== Data entries ==

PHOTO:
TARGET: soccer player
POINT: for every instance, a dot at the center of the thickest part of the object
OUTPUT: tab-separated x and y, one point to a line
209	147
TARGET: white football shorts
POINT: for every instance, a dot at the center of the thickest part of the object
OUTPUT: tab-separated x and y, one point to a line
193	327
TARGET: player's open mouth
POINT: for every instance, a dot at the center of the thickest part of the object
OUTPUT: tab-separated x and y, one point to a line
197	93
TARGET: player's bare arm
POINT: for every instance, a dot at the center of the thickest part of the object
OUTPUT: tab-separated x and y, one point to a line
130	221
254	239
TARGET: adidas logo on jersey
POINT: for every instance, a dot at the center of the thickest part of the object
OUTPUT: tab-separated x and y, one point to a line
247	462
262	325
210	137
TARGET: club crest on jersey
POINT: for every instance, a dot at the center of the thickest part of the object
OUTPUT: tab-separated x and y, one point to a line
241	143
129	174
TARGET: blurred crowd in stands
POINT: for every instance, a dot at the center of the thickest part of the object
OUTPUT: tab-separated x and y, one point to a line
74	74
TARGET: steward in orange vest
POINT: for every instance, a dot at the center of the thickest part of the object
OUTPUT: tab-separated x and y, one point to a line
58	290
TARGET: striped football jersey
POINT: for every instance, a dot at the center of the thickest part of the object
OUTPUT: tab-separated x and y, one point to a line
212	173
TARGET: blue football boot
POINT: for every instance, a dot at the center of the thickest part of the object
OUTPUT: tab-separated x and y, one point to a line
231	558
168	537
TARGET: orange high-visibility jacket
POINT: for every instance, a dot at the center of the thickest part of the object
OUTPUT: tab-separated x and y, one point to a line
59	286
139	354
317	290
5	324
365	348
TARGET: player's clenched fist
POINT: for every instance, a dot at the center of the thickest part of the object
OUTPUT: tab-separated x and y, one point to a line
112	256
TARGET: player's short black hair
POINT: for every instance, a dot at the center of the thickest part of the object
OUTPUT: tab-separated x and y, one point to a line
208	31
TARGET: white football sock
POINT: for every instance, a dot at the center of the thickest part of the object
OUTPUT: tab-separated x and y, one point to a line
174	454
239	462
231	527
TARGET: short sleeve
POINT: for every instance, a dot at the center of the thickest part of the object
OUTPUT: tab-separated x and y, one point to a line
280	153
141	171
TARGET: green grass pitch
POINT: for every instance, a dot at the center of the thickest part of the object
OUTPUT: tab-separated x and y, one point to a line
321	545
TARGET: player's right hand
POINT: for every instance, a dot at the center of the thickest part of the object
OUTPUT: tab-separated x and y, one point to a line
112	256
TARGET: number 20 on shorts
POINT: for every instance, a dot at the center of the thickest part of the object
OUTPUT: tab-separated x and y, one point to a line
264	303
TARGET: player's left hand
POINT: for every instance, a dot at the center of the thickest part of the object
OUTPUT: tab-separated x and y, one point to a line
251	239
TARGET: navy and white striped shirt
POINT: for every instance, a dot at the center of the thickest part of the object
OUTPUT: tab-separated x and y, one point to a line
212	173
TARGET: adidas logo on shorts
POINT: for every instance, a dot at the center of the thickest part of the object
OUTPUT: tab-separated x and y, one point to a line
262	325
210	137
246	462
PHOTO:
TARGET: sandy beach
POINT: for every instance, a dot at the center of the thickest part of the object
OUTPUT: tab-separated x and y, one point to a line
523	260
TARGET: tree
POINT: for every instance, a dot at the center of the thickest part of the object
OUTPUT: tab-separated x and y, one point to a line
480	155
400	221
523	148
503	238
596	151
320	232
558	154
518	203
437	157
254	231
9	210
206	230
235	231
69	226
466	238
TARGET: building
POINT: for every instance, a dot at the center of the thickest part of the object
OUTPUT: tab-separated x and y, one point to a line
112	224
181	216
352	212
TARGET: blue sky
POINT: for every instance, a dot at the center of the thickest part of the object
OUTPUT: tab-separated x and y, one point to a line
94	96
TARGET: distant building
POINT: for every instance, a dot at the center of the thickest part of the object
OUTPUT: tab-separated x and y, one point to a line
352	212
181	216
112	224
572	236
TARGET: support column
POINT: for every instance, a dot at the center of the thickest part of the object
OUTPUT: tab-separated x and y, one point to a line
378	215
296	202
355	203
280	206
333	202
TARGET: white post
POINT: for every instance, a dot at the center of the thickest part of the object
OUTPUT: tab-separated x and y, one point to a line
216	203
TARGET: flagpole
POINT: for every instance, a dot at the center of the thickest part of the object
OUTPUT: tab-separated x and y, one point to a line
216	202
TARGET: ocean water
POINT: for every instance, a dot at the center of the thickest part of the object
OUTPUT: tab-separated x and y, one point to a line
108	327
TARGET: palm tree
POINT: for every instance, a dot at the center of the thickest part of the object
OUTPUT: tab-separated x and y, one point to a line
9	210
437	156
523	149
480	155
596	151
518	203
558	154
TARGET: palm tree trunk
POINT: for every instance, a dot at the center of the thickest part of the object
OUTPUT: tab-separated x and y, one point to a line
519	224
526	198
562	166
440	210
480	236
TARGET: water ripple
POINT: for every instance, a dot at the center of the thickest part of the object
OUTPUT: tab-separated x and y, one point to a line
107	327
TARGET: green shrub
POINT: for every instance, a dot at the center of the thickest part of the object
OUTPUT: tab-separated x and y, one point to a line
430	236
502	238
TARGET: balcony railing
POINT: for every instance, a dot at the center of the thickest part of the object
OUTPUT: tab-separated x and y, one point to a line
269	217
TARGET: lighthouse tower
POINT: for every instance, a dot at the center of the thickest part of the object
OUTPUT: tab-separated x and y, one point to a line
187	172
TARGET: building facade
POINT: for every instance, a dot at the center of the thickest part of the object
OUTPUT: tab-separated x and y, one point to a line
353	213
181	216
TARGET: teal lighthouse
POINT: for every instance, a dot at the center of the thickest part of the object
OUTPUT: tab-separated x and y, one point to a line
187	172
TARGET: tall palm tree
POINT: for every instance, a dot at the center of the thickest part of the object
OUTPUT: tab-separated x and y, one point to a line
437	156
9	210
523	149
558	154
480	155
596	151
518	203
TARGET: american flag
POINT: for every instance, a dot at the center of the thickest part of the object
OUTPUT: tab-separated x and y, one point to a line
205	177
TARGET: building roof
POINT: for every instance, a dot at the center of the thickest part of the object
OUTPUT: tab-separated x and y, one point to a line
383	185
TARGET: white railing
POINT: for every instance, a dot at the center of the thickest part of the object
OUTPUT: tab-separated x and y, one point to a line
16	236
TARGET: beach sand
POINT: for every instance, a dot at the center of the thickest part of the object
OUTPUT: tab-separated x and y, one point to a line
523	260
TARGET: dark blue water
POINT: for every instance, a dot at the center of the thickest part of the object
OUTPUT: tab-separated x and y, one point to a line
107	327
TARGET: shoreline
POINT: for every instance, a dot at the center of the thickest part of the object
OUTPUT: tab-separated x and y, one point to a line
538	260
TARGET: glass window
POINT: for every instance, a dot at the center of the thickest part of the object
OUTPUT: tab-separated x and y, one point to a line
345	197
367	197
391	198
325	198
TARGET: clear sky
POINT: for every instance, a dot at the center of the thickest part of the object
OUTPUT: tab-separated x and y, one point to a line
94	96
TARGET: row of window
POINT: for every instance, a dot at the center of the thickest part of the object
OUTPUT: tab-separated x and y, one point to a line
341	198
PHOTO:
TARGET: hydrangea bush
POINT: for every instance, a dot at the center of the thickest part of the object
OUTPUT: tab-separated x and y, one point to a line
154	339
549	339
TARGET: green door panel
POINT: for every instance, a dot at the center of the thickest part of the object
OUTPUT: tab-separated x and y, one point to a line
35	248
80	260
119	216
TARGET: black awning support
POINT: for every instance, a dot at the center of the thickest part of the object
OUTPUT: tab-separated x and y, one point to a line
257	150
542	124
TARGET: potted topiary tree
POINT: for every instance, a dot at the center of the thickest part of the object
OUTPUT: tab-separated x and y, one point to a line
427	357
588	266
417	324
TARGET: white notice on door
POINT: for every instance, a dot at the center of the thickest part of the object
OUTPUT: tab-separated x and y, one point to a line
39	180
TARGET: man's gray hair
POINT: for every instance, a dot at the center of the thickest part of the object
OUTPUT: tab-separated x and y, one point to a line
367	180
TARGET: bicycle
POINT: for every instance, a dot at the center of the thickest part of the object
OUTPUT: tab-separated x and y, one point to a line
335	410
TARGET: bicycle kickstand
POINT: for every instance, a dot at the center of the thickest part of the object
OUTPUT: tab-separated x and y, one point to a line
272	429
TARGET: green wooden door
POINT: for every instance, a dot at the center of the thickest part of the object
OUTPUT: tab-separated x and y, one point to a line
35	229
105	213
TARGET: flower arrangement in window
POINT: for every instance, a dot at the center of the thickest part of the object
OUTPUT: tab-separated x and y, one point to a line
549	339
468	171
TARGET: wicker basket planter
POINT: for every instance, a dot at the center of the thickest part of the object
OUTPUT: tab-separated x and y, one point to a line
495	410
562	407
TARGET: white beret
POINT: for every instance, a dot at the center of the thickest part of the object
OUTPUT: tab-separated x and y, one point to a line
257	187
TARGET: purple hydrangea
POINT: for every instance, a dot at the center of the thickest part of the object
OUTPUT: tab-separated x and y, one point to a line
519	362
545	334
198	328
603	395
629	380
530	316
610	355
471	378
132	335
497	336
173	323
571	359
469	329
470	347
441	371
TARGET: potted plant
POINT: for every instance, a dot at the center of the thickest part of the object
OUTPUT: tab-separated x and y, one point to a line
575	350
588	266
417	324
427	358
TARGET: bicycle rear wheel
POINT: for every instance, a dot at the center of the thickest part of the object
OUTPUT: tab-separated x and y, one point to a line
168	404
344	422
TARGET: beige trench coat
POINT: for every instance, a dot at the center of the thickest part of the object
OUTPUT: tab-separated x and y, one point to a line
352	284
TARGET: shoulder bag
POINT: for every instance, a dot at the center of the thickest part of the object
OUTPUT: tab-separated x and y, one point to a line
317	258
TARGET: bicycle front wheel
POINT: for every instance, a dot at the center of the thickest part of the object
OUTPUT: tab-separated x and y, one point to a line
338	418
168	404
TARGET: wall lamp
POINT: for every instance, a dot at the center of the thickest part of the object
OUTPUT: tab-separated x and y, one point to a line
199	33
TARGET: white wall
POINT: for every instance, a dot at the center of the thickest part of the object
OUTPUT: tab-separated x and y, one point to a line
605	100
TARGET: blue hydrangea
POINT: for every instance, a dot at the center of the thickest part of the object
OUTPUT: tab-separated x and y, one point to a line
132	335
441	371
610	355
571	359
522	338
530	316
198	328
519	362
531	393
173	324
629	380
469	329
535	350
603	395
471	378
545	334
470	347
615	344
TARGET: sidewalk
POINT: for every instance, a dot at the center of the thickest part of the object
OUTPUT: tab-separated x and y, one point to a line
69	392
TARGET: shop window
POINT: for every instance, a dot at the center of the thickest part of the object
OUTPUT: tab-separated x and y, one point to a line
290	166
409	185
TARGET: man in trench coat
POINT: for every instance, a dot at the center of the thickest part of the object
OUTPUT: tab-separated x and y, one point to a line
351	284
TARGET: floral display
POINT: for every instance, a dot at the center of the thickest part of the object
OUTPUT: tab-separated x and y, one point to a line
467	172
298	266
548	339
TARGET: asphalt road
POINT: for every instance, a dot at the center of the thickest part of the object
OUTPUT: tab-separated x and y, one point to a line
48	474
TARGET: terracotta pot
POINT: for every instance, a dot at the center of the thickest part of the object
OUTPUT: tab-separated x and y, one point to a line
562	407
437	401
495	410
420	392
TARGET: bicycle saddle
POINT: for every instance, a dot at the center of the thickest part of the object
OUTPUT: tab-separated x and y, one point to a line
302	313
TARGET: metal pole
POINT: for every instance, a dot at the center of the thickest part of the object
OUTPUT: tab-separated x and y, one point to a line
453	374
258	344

===

_Your task_. Repeat exactly, and only, the lines of the records above, starting with the line that contains "TARGET: terracotta pot" and ending with the final line, both included.

_The output_.
TARGET: terracotta pot
POINT: for every instance, a dot at the center of the thickest part of the object
OUTPUT: tab-separated x and y, one point to a line
562	407
437	401
495	410
420	392
TARGET: bicycle saddle
POINT: for every instance, a dot at the center of the thickest part of the object
OUTPUT: tab-separated x and y, one point to a line
302	313
TARGET: metal pole
POINT: for every instance, a dot at the center of the thickest part of the object
OUTPUT: tab-separated x and y, one point to a line
453	374
258	344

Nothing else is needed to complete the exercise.